— START —
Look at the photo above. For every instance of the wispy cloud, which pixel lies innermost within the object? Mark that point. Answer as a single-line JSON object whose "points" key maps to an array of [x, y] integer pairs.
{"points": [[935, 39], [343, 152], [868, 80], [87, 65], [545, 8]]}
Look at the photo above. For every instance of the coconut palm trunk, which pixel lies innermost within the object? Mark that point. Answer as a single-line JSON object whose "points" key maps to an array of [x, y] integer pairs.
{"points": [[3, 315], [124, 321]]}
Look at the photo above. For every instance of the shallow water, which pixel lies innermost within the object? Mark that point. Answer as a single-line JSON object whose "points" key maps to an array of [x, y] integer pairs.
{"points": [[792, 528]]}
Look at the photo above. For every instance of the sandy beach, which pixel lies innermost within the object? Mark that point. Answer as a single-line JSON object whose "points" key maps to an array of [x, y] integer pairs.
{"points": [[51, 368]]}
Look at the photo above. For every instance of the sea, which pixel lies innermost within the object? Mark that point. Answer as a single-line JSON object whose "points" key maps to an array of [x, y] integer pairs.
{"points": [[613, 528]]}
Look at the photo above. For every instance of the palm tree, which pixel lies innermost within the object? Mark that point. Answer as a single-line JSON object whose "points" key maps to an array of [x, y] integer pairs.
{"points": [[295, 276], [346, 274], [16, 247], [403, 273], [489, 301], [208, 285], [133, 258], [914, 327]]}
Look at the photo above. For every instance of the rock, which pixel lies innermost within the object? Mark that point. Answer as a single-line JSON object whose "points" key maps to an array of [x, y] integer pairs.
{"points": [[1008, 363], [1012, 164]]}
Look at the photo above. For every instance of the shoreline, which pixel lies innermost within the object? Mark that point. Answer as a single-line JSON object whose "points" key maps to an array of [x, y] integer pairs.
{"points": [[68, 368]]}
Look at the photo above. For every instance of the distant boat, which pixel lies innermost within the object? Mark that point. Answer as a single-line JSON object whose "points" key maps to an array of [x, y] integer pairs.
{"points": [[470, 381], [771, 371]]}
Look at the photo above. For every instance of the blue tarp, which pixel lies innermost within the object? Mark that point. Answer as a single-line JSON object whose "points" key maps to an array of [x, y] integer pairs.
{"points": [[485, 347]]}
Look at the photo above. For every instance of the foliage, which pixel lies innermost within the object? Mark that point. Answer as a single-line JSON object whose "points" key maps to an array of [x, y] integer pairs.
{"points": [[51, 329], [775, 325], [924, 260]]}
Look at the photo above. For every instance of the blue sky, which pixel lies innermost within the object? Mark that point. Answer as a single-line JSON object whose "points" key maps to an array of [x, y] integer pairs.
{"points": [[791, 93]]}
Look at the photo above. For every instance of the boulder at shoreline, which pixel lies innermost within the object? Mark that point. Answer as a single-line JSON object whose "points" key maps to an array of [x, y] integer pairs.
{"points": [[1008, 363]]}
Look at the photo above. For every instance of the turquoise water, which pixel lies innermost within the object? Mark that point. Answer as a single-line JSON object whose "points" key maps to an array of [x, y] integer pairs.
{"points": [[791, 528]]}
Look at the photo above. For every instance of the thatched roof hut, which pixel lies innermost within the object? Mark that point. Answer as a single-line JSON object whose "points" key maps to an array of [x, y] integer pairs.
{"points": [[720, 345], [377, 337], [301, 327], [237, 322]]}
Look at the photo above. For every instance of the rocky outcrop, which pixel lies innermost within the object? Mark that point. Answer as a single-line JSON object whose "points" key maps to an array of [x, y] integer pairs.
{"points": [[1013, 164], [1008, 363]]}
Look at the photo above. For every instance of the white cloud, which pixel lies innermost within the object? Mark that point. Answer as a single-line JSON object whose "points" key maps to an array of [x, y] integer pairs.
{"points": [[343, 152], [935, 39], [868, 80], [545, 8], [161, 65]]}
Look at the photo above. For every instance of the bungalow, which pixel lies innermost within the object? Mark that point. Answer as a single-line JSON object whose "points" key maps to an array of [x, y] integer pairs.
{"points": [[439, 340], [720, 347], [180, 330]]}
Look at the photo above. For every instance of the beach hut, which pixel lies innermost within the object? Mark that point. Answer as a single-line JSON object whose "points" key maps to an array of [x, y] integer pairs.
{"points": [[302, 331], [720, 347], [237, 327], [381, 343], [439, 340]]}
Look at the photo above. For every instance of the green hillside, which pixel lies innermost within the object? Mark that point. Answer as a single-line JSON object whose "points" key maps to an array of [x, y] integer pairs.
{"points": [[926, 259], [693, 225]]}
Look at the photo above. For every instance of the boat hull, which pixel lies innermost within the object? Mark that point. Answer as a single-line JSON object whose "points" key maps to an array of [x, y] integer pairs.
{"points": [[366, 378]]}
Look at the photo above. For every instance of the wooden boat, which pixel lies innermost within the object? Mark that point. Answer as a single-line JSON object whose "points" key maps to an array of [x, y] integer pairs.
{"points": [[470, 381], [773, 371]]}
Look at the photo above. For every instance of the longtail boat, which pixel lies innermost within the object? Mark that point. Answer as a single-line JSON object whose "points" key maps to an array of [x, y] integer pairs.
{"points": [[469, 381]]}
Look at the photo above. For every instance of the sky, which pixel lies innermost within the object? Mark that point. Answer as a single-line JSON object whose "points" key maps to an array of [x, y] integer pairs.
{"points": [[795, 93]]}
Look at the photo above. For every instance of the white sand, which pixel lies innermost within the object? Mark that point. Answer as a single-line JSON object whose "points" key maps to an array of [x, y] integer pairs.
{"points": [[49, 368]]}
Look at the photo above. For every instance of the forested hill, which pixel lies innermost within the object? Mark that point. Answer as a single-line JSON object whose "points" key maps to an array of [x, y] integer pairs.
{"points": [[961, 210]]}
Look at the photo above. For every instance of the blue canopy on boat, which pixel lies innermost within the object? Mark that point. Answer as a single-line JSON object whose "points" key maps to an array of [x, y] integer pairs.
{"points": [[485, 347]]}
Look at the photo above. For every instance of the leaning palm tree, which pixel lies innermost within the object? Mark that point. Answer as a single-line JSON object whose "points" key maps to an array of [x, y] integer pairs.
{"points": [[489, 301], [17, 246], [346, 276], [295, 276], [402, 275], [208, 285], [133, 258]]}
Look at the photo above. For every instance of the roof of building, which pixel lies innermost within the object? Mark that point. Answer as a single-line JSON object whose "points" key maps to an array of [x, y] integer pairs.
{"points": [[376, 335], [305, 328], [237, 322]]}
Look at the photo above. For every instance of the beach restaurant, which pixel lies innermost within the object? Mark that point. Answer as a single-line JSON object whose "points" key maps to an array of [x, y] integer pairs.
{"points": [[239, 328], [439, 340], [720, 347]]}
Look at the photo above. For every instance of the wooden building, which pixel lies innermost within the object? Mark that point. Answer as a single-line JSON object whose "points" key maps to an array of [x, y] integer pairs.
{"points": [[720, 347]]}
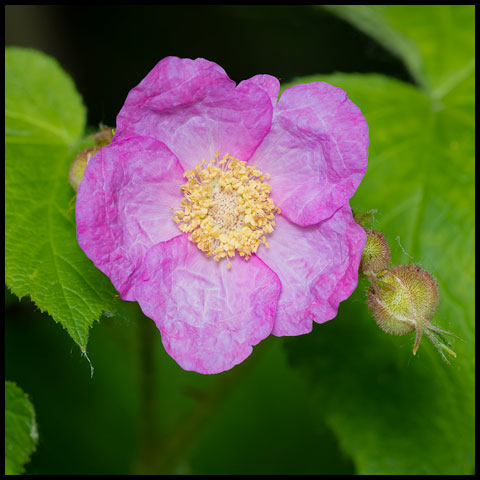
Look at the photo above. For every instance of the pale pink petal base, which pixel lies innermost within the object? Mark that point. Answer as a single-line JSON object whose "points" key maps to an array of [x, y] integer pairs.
{"points": [[318, 268], [316, 151], [123, 206], [209, 316]]}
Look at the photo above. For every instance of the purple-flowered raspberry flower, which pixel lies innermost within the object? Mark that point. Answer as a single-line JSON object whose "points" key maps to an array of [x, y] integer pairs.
— END —
** What needs to be done **
Please put the listing above into a numbered list with one line per item, skipping any blank lines. Leave the pictures out.

** Written reply **
1. Look at the photo above. For every instance of the wispy cloud, which pixel lies innermost within the object? Mark that point. Answer as a single-line JSON object whose "points" key maps to an array of [x, y] integer pairs.
2. {"points": [[935, 39], [343, 152], [868, 80], [87, 65], [545, 8]]}
3. Look at the photo above. For every instance of the coconut palm trunk, which pixel lies innermost within the object? Mark that point. Answer as a single-line JSON object whose "points" key maps to an array of [x, y] integer pairs.
4. {"points": [[3, 315], [124, 321]]}
5. Look at the photo above. For every instance of the shallow water, which pixel lies innermost within the object? Mark that point. Answer as a single-line JSON object whose "points" key maps to an array of [x, y] integer pairs.
6. {"points": [[792, 528]]}
7. Look at the photo above. For every instance of the sandy beach, which pixel lies innermost within the object? Mark that point. Answer as a single-line JSON object whose "points" key maps to an array of [x, y] integer pairs.
8. {"points": [[51, 368]]}
9. Look at the photo above. For every instance of the sea, which pixel lies innermost within the object? Mark that point. Answer as a single-line JSON object whose "points" key maps to an array of [x, y] integer pairs.
10. {"points": [[613, 528]]}
11. Look at the photo above. For every instance of the palm tree, which pixel lies innermost within the object? Mark that point. Answer as a single-line JSON object whose "points" key maps to an array of [x, y] integer pairs.
12. {"points": [[295, 276], [346, 274], [16, 247], [403, 273], [489, 301], [208, 285], [133, 258], [914, 327]]}
13. Look at the photo above. For every instance of the rock, which pixel lies innermost within the object? Mark that point. Answer as a single-line JSON object whose "points" key maps to an array of [x, y] integer pairs.
14. {"points": [[1008, 363], [1012, 164]]}
15. Look at the photo above. For every instance of the shoreline, which pixel lies innermost within the object? Mark that point. Answer as a single-line JSON object whose "points" key maps to an array of [x, y] integer pairs.
16. {"points": [[68, 368]]}
17. Look at the photo above. For every instance of the distant boat, which pixel lies innermost within the object? Mark that point. Answer as a single-line JSON object whose "points" key maps to an array of [x, y] integer pairs.
18. {"points": [[470, 381], [771, 371]]}
19. Look at the photo above. For every instance of the blue tarp, which pixel lies innermost within the object? Mark that point. Answer as a single-line JSON object whose "points" key maps to an array of [x, y] integer pairs.
20. {"points": [[485, 347]]}
21. Look at the photo above. For every instance of the foliage, which pixel lies innermost within the object? Mark that point. Answer as a single-line JSON object whose "points" key maps to an array of [x, y] integer pairs.
22. {"points": [[51, 329], [775, 325], [924, 260]]}
23. Look at the photo above. For every instance of the blue sky, which pixel lies innermost within the object? Mark that point. Answer as a single-line JSON object whose "points" key maps to an array of [x, y] integer pairs.
24. {"points": [[791, 93]]}
25. Look at the photo above. For every instance of the boulder at shoreline, which pixel lies innermost within the object? Mark that point. Answer as a single-line JSON object whose "points" key maps to an array of [x, y] integer pairs.
26. {"points": [[1008, 363]]}
27. Look at the photo above. For every instance of the turquoise water, which pixel lies innermost within the object? Mark that point. Answer as a single-line JSON object whose "points" key maps to an array of [x, y] integer pairs.
28. {"points": [[791, 528]]}
29. Look at the photo above. For every instance of the thatched roof hut, which pixel lies innermost within the object? Mark that point. Answer as a single-line JSON object whose "points" key maps to an array of [x, y] integer pairs.
30. {"points": [[720, 345], [377, 337], [301, 327], [237, 322]]}
31. Look at the photo above. For every instance of the rocky outcrop, which pixel lies innermost within the object? Mark that point. Answer as a single-line JSON object whose "points" key maps to an array of [x, y] integer pairs.
32. {"points": [[1013, 164], [1008, 363]]}
33. Look at the photo above. For every instance of the white cloud, which pixel lies innermost within the object? Mark that point. Answer as a single-line JSON object whose "points" key maps to an array of [x, y] integer pairs.
34. {"points": [[343, 152], [935, 39], [868, 80], [545, 8], [161, 65]]}
35. Look at the photo above. For every instance of the bungalow, which pixel lies innermost within the object? Mark that point. Answer as a single-line JSON object whose "points" key maps to an array of [x, y] integer pairs.
36. {"points": [[439, 340], [720, 347], [180, 330]]}
37. Look at the photo above. For every instance of the beach hut, which pixel lies innermost within the object? Mark that point. Answer as a single-line JSON object whose "points" key maps to an array of [x, y] integer pairs.
38. {"points": [[302, 331], [720, 347], [237, 327], [381, 343], [439, 340]]}
39. Look at the photo above. For every instance of the green hillside, which pixel lies innermost within the object? Mark that point. Answer as a single-line JSON object whose "points" key maps to an array of [x, y] integer pairs.
40. {"points": [[926, 259], [693, 225]]}
41. Look at the photo above. For every instance of the boat hull, which pixel lies innermost within the object? Mark that point. Answer as a single-line JSON object whose "points" key maps to an array of [x, y] integer pairs.
42. {"points": [[366, 378]]}
43. Look at the photo above. For every instance of the wooden boat, which pixel lies innermost within the object? Mark that point. Answer as a single-line JSON object whose "points" key maps to an array of [x, y] integer pairs.
44. {"points": [[470, 381], [773, 371]]}
45. Look at the photo above. For every instance of the longtail boat, which pixel lies innermost within the object? Mark that point. Answer as a single-line JSON object whose "points" key maps to an array of [x, y] integer pairs.
46. {"points": [[469, 381]]}
47. Look at the photo above. For every instance of the sky, which pixel lies innermost within the object? Mark that point. Answer as a single-line JSON object whose "points" key maps to an array of [x, y] integer pairs.
48. {"points": [[795, 93]]}
49. Look at the photo above. For every instance of the white sand, which pixel lies innermost within the object? Mark that point. Answer as a single-line JSON object whose "points" key maps to an array of [x, y] integer pairs.
50. {"points": [[49, 368]]}
51. Look at the photo above. For every instance of the forested hill, which pixel lies innermost within the object? Mark that point. Answer as a single-line JSON object whose "points" key maps to an array of [x, y] integer pairs.
52. {"points": [[961, 210]]}
53. Look at the photo above. For every instance of the blue canopy on boat, which pixel lies innermost within the object? Mark that point. Answer as a single-line JSON object whose "points" key maps to an array of [x, y] integer pairs.
54. {"points": [[485, 347]]}
55. Look at the photo above. For every instance of the leaning palm tree, which pixel lies innermost within the object? Mark that point. Answer as a single-line JSON object whose "points" key maps to an array of [x, y] integer pairs.
56. {"points": [[489, 301], [17, 246], [346, 276], [295, 276], [402, 275], [208, 285], [133, 258]]}
57. Look at the photo above. For every instance of the roof of building, which pixel lies innermost within the object? Mark that point. Answer as a single-line JSON object whose "points" key maps to an array of [x, y] integer pairs.
58. {"points": [[376, 335], [305, 328], [237, 322]]}
59. Look at the photo above. For every instance of the beach restaurant, which pixel lies innermost within the object? Mark that point. Answer as a single-line JSON object whose "points" key maps to an array of [x, y] integer pairs.
60. {"points": [[239, 328], [439, 340], [720, 347]]}
61. Look at the photo above. For every instance of the wooden building, which pixel lies innermost within the object? Mark that point. Answer as a single-line JSON object whose "points" key maps to an array of [x, y] integer pairs.
62. {"points": [[720, 347]]}
63. Look at the photo above. For every instance of the pale pink petal base, which pixel lies innermost within the object? Mark that point. Answer as a single-line JSON object whose "points" key maps to an array of [x, y] integer pairs.
64. {"points": [[318, 268], [316, 151], [123, 206], [209, 316]]}
65. Look at the photo above. For every instance of the purple-flowered raspberry flower, which pixel lies innermost within the object? Mark that point. Answer as a single-line JSON object whose "points" key maps to an array of [x, y] integer pairs.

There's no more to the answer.